■ What needs to be done
What is needed is an exact copy of the entries below, from the line that contains "Target: forehead" through the final line, both included, and nothing else.

Stored data entries:
******************************
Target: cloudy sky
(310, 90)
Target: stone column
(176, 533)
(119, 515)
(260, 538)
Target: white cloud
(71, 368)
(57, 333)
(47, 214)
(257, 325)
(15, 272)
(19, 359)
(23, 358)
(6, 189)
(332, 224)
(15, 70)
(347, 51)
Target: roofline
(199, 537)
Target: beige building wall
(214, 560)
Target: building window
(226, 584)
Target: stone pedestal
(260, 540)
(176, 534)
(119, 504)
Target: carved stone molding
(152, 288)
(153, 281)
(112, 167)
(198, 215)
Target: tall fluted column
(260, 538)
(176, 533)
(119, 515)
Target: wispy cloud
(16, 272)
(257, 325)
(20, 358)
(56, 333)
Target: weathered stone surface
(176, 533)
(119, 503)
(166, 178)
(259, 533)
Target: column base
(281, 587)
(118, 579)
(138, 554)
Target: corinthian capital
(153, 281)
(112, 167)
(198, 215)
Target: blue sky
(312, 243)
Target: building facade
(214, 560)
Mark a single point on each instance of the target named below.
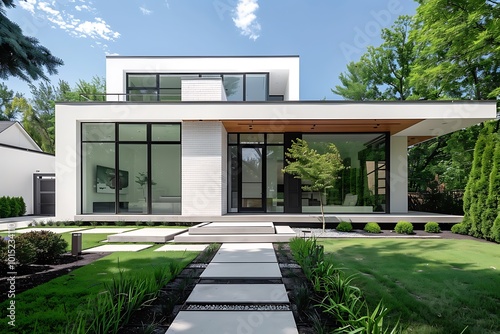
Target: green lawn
(435, 286)
(48, 307)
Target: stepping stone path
(240, 291)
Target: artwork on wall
(106, 180)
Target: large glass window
(275, 181)
(233, 85)
(133, 164)
(256, 87)
(361, 185)
(98, 178)
(139, 172)
(165, 182)
(168, 86)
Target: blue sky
(326, 34)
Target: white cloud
(28, 5)
(145, 11)
(97, 29)
(83, 7)
(81, 22)
(245, 18)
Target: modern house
(26, 171)
(199, 138)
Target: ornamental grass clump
(336, 297)
(404, 227)
(111, 309)
(372, 227)
(432, 227)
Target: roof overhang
(416, 120)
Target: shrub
(25, 253)
(48, 245)
(404, 227)
(344, 227)
(459, 228)
(372, 227)
(22, 212)
(432, 227)
(15, 206)
(4, 207)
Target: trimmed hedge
(48, 245)
(372, 227)
(432, 227)
(404, 227)
(460, 228)
(344, 227)
(12, 207)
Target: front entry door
(252, 179)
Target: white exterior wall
(202, 89)
(203, 182)
(284, 71)
(399, 175)
(16, 172)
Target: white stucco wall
(16, 172)
(202, 89)
(203, 183)
(398, 178)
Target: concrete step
(233, 228)
(276, 237)
(159, 235)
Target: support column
(398, 189)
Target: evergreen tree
(492, 205)
(22, 56)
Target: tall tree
(22, 56)
(383, 72)
(459, 48)
(318, 170)
(7, 111)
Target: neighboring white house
(201, 137)
(21, 161)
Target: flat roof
(258, 56)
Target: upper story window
(167, 87)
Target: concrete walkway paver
(251, 252)
(242, 271)
(106, 230)
(196, 248)
(116, 248)
(267, 320)
(214, 322)
(230, 293)
(58, 230)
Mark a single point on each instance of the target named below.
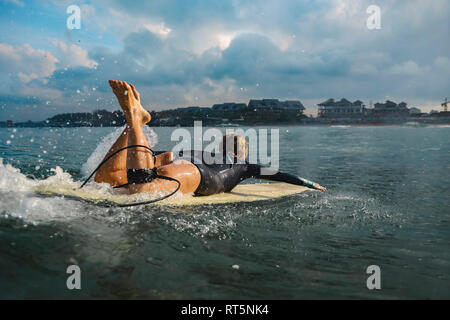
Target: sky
(199, 52)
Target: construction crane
(444, 104)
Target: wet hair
(236, 146)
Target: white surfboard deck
(241, 193)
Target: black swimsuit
(219, 177)
(223, 177)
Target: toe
(135, 92)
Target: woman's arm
(254, 171)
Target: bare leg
(141, 158)
(114, 171)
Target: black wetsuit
(220, 177)
(223, 176)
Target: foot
(129, 100)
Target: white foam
(107, 142)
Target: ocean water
(387, 204)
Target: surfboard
(241, 193)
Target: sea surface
(387, 204)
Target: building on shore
(415, 111)
(340, 109)
(390, 109)
(273, 104)
(229, 106)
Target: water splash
(106, 143)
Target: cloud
(16, 2)
(73, 56)
(200, 52)
(26, 63)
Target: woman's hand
(319, 187)
(163, 159)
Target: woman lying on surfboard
(137, 167)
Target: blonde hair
(235, 145)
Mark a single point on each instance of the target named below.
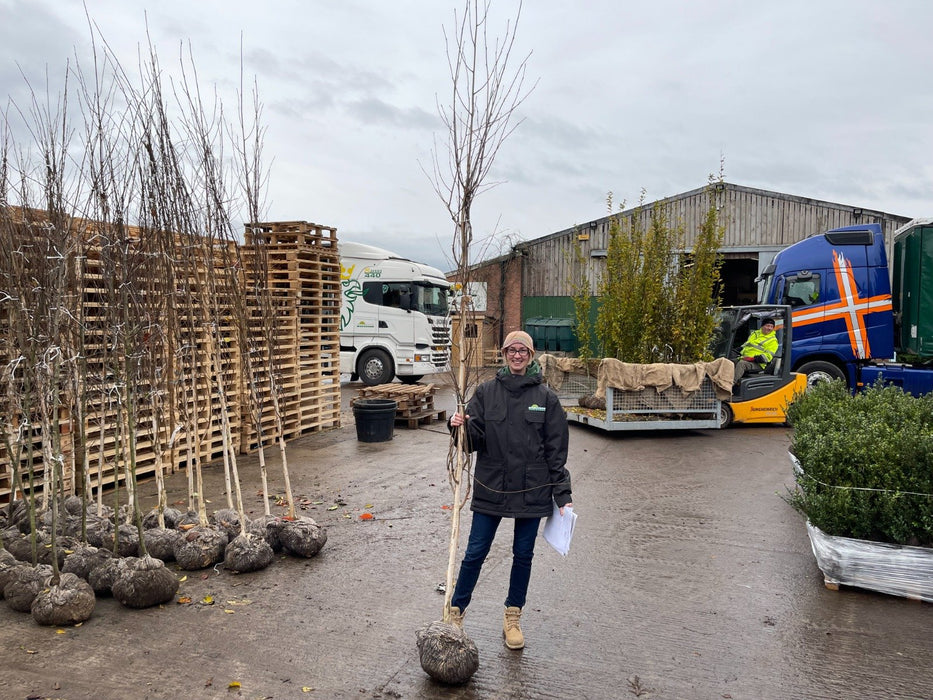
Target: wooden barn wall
(754, 220)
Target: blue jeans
(482, 533)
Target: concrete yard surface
(688, 577)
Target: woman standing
(518, 429)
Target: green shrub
(867, 463)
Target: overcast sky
(830, 99)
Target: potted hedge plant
(864, 476)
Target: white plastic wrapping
(877, 566)
(887, 568)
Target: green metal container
(912, 290)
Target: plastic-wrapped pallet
(887, 568)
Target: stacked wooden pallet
(166, 373)
(415, 402)
(302, 277)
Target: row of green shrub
(867, 462)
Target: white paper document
(558, 529)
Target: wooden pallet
(425, 417)
(415, 402)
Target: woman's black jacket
(518, 430)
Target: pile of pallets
(415, 402)
(303, 276)
(190, 370)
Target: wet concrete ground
(689, 577)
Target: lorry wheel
(819, 371)
(375, 367)
(725, 415)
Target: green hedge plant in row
(867, 462)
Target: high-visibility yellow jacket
(760, 345)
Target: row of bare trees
(129, 313)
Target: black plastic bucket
(375, 419)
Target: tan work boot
(514, 639)
(456, 617)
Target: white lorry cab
(394, 319)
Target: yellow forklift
(761, 396)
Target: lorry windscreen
(430, 299)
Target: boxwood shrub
(867, 463)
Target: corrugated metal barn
(758, 223)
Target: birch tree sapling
(486, 92)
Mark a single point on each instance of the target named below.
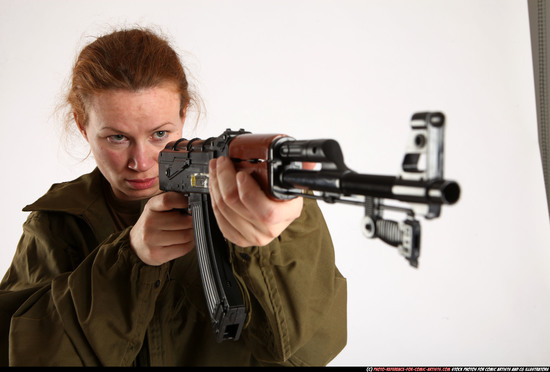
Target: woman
(105, 272)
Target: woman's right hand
(162, 232)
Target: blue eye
(160, 134)
(116, 138)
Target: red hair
(131, 59)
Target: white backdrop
(354, 71)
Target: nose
(141, 157)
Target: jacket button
(245, 257)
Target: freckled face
(126, 131)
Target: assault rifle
(276, 162)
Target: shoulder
(73, 197)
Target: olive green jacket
(76, 294)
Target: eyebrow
(121, 131)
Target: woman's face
(126, 131)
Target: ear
(80, 126)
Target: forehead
(119, 106)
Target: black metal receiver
(282, 167)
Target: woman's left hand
(245, 215)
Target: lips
(142, 183)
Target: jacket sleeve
(96, 314)
(297, 291)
******************************
■ Response to this task
Target: forehead
(119, 106)
Target: black metal receiver
(282, 167)
Target: woman's left hand
(245, 215)
Target: lips
(142, 183)
Target: jacket sleeve
(96, 314)
(297, 291)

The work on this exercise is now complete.